◆ WHAT IS EXPECTED
Copy out every line of the data below exactly as it appears. Leave the pictures out of your copy.

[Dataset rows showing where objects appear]
══════════
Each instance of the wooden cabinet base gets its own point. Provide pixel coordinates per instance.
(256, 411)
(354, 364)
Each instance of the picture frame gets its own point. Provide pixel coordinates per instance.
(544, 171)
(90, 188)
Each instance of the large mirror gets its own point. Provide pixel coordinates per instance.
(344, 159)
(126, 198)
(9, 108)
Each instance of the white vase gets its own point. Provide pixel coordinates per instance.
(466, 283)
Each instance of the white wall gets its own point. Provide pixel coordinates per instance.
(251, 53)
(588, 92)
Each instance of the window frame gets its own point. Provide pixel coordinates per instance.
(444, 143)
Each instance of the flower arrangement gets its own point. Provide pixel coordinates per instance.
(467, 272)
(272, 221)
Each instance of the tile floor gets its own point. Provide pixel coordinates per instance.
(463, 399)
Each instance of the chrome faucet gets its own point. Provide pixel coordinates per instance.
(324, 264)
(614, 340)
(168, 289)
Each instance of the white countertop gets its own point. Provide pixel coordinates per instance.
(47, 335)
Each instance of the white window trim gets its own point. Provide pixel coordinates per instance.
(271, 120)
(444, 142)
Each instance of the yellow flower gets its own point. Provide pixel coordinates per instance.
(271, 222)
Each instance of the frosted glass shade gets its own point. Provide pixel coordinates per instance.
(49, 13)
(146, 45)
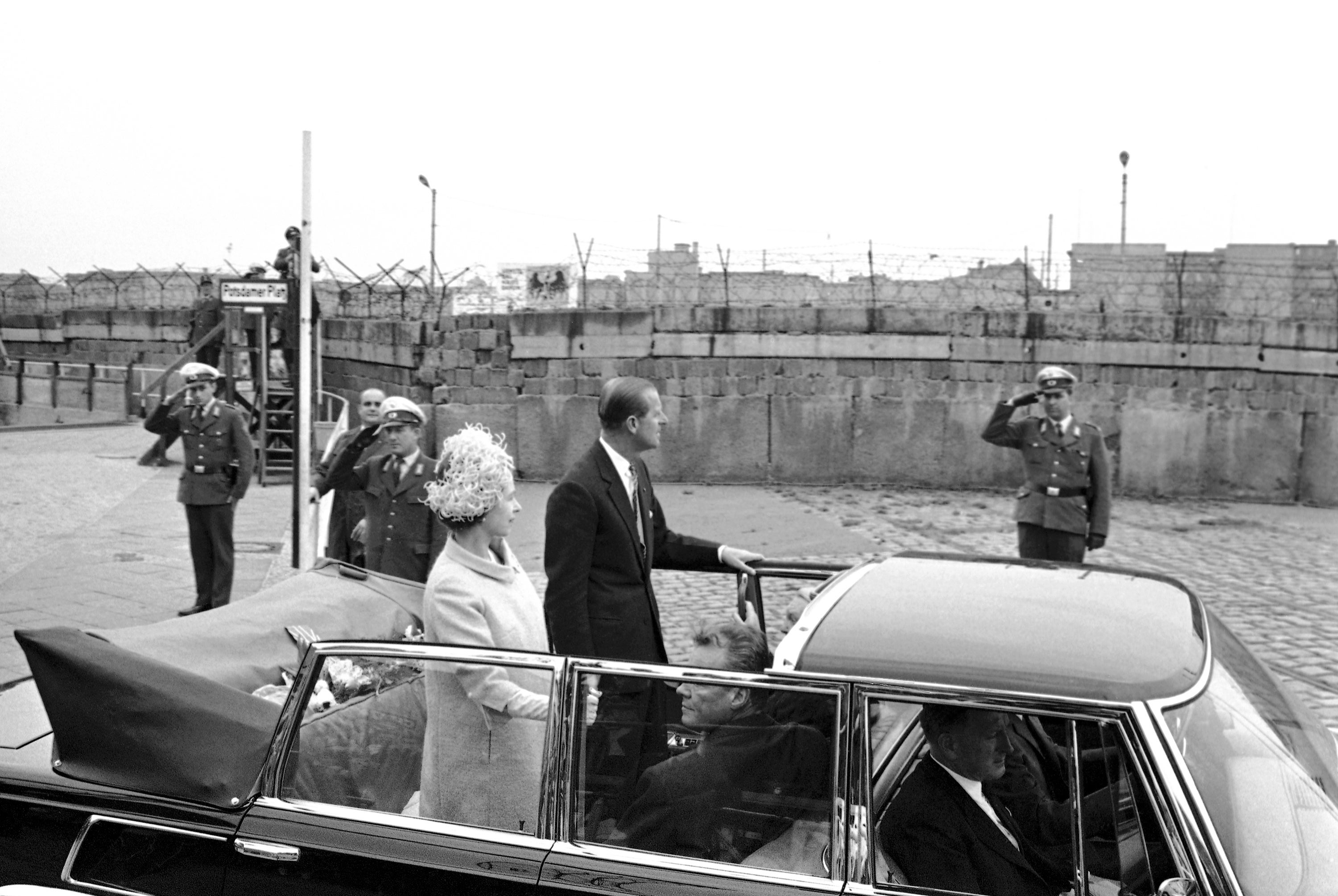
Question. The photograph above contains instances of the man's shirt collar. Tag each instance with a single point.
(620, 463)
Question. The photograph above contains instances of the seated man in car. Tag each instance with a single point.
(1035, 788)
(945, 831)
(748, 777)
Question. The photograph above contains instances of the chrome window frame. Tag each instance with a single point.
(94, 819)
(1193, 803)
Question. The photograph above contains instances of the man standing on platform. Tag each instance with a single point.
(220, 459)
(1064, 507)
(289, 320)
(604, 533)
(347, 509)
(403, 534)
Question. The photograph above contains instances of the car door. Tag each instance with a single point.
(1131, 839)
(388, 779)
(657, 797)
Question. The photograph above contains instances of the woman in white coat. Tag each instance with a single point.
(483, 749)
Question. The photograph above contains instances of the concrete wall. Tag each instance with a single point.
(1213, 407)
(1191, 406)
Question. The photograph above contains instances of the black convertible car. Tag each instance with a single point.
(211, 756)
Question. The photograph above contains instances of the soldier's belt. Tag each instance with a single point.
(1056, 493)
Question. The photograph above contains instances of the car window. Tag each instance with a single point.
(451, 740)
(708, 769)
(1266, 772)
(1008, 822)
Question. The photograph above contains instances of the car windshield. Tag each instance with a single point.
(1268, 773)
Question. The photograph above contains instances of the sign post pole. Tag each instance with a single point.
(304, 543)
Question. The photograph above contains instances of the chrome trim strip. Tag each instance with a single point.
(129, 823)
(269, 851)
(310, 810)
(1078, 810)
(791, 648)
(652, 862)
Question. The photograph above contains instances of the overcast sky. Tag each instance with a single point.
(164, 134)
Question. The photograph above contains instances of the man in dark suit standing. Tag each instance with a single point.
(219, 463)
(1064, 507)
(347, 509)
(945, 831)
(605, 531)
(403, 534)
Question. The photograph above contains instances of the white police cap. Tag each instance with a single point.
(1055, 378)
(402, 411)
(197, 372)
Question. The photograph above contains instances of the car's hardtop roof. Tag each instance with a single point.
(1020, 626)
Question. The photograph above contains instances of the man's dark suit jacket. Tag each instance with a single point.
(347, 509)
(600, 601)
(941, 839)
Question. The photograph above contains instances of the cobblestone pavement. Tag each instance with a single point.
(90, 539)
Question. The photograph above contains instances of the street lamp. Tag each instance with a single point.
(1124, 194)
(431, 271)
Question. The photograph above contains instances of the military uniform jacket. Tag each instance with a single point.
(403, 534)
(220, 455)
(1072, 460)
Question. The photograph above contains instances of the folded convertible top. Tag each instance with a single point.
(125, 720)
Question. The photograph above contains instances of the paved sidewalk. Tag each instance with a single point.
(90, 539)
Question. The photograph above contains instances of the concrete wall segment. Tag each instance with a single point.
(1317, 482)
(811, 439)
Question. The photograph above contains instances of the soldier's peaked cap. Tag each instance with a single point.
(396, 410)
(1053, 378)
(197, 372)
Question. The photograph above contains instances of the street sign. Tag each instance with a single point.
(253, 296)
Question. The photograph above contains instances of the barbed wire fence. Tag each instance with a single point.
(1302, 287)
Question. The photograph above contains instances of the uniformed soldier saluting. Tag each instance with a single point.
(403, 535)
(1064, 507)
(220, 459)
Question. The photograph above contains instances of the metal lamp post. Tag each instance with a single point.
(1124, 194)
(431, 269)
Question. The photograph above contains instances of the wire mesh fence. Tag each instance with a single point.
(1282, 283)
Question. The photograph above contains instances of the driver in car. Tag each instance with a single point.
(748, 777)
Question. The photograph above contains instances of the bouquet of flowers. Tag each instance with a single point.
(344, 678)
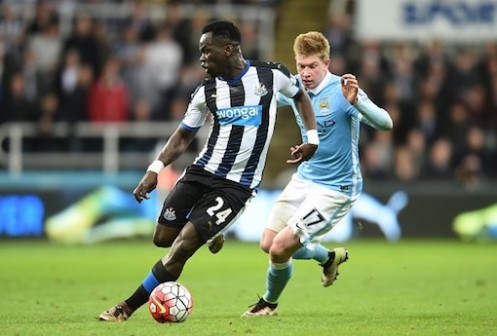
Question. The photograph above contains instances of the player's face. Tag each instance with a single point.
(312, 70)
(213, 56)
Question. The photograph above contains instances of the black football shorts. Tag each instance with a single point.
(211, 203)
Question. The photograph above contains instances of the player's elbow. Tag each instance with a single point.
(388, 125)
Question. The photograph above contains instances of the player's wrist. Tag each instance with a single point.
(312, 137)
(156, 166)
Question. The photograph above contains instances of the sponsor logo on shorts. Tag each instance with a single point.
(170, 214)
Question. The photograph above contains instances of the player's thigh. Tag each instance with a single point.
(164, 236)
(284, 245)
(322, 209)
(287, 203)
(173, 216)
(267, 239)
(218, 209)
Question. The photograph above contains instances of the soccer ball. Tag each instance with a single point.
(170, 302)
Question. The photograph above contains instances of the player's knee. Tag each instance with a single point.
(160, 243)
(164, 236)
(278, 253)
(162, 240)
(265, 246)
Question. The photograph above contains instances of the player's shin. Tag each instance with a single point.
(317, 252)
(278, 275)
(155, 277)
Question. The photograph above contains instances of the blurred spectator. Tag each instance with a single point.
══════════
◆ CORRECT ANSWER
Each instance of the wooden cabinet base gets its own point. Provide pixel coordinates per instance.
(256, 411)
(354, 364)
Each instance of the picture frame gets its own point. Provide pixel coordinates per instance.
(544, 171)
(90, 188)
Each instance of the large mirror gets its own point. Provide pixel coordinates per instance.
(344, 159)
(126, 198)
(9, 108)
Each instance of the white vase gets its own point. Provide pixel coordinates per instance.
(466, 283)
Each instance of the white wall gets its own point. Provide pixel coordinates per instance.
(251, 53)
(588, 92)
Each instance of the window frame gets its own point. Provide pixel coordinates per instance.
(444, 143)
Each instance of the flower arrangement gets its own point. Provide pixel coordinates per instance.
(467, 272)
(272, 221)
Each instance of the tile floor gets its own point. Provide pixel coordinates per instance.
(463, 399)
Each instance of the chrome faucet gets its own point. Provide pixel coordinates per instance.
(324, 264)
(614, 340)
(168, 289)
Each instance of the white countertop gets its own point. Provide pixel coordinates per instance.
(47, 335)
Each instance of the white window trim gets its own point. Provide pixel coordinates per instance.
(271, 120)
(444, 142)
Each instance of the yellow flower gets its own point. Provide pixel coordinates per instance.
(271, 222)
Each instance of the frosted glass shade gets its own point. Provide pixel coordinates per instance.
(49, 13)
(146, 45)
Question. The photograph above contains instances of the man's shirt collar. Tag each instance with a single point.
(620, 463)
Question. The photograph above contains instances of the seated man in car. Tag each instance with a single point.
(1035, 788)
(945, 831)
(748, 777)
Question. The photograph above contains instances of the chrome window frame. Tag each instance with a single point.
(94, 819)
(1193, 803)
Question. The photograph above contains instances of the man standing on platform. Tag each instance with a single point.
(220, 459)
(1064, 507)
(289, 320)
(604, 533)
(347, 509)
(403, 534)
Question. The photograph above contains instances of the car door. Tag each instance with a single point.
(1131, 839)
(388, 779)
(657, 797)
Question. The photograph above contains instances of the woman in white coat. Tag each instance with a single point.
(483, 749)
Question. The photograph above contains instances of the concrete wall. Tag each instance with a single point.
(1213, 407)
(1191, 406)
Question. The photograph above contains instances of the black convertible car. Tag each instance with a single point.
(211, 756)
Question. The photograph above contains instances of the soldier's belt. Tag each instance with a single point.
(1056, 493)
Question. The photograph above contains instances of the car window. Tag each instance with a single point.
(451, 740)
(708, 769)
(1266, 772)
(1008, 822)
Question. The photograph above contains instances of the car windshield. Tag each instance with a single point.
(1268, 773)
Question. The photograph above contains instances of the sign post pole. Tag each instance with a single point.
(304, 543)
Question. The photograph above contains instances of the chrome trim strip. Tag each instance with a single point.
(129, 823)
(269, 851)
(310, 810)
(1078, 810)
(791, 648)
(652, 862)
Question. The photograph above contains instances of the overcast sky. Tag each instance with a single point.
(164, 134)
Question. The photograph above contains instances of the man in dark suit standing. Tag each instance with a single point.
(219, 463)
(1064, 507)
(347, 509)
(945, 831)
(605, 531)
(403, 534)
Question. The photograph above contains instances of the white police cap. Tag each instance with a single point.
(1055, 378)
(402, 411)
(197, 372)
Question. The photograph above contains instances of the car's hardtop roof. Tag each instance with a single point.
(1020, 626)
Question. The photograph above contains instances of the man's dark suit jacket. Tag each instance with a single point.
(347, 509)
(600, 601)
(941, 839)
Question. The photograph above contains instances of the cobblestone pavement. Tag each instance with a single point.
(90, 539)
Question. The photograph above contains instances of the street lamp. Tag each instance with a single point.
(1124, 194)
(431, 271)
Question. The photograph above contains instances of the military uniform jacket. Tag each instance with a single point.
(403, 534)
(220, 455)
(1072, 460)
Question. The photograph above contains instances of the folded convertible top. Tag each instance with a single point.
(125, 720)
Question. The photograph above contains instances of the paved sidewalk. Tag each instance with a single point.
(90, 539)
Question. The photograph above contains instances of the concrete wall segment. Tag each instance with a single point.
(1317, 482)
(811, 439)
Question. The photograph above contains instances of the soldier's peaked cap. Tag each instance with a single point.
(396, 410)
(1053, 378)
(197, 372)
Question. The photograph above contains instances of the street sign. Tag each instance with a single point.
(253, 296)
Question. The photograph above contains instances of the barbed wire fence. Tag each instance with a single point.
(1302, 287)
Question. The photograph above contains instances of the uniformed soldier saluting. Tag each instance with a single point.
(403, 535)
(1064, 507)
(220, 459)
Question. The photograph above contains instances of the metal lamp post. Tag each instance with a single point.
(1124, 194)
(431, 269)
Question. The photograph above contains instances of the wire mesh fence. Tag each instance with a single point.
(1282, 283)
Question. The photograph above contains instances of the driver in car. Tag each instance with a single point.
(748, 777)
Question. The photograph above contains instances of the bouquet of flowers. Tag each instance with a single point.
(344, 678)
Question. The photograph above contains instances of the player's face. Tag each instance with a single point.
(312, 70)
(213, 56)
Question. The photograph above contains instances of the black football shorts. Tag each instance with a single point.
(211, 203)
Question. The photograph above contains instances of the player's elbow. Tag each instance with a single point.
(388, 125)
Question. The photograph above contains instances of the player's wrist. Tag each instance with a single point.
(312, 137)
(156, 166)
Question. The photograph above contains instances of the sponsor logo on shorts. Tag each instance with a single point.
(170, 214)
Question. The photograph above contains instances of the player's thigh. Tag each instance with a single point.
(164, 236)
(284, 245)
(322, 209)
(287, 203)
(173, 216)
(267, 239)
(218, 209)
Question. The photograph above contains instances of the soccer ball. Tag each instance with a single point.
(170, 302)
Question. The photograph above contains instances of the player's knee. Tag each instance with a single point.
(160, 243)
(164, 236)
(278, 253)
(162, 240)
(265, 246)
Question. The photograph above contains instances of the player's shin. Tag each instance with a single point.
(317, 252)
(278, 275)
(155, 277)
Question. The photograph above contains instances of the blurred spectator. Tag each instance with a single point.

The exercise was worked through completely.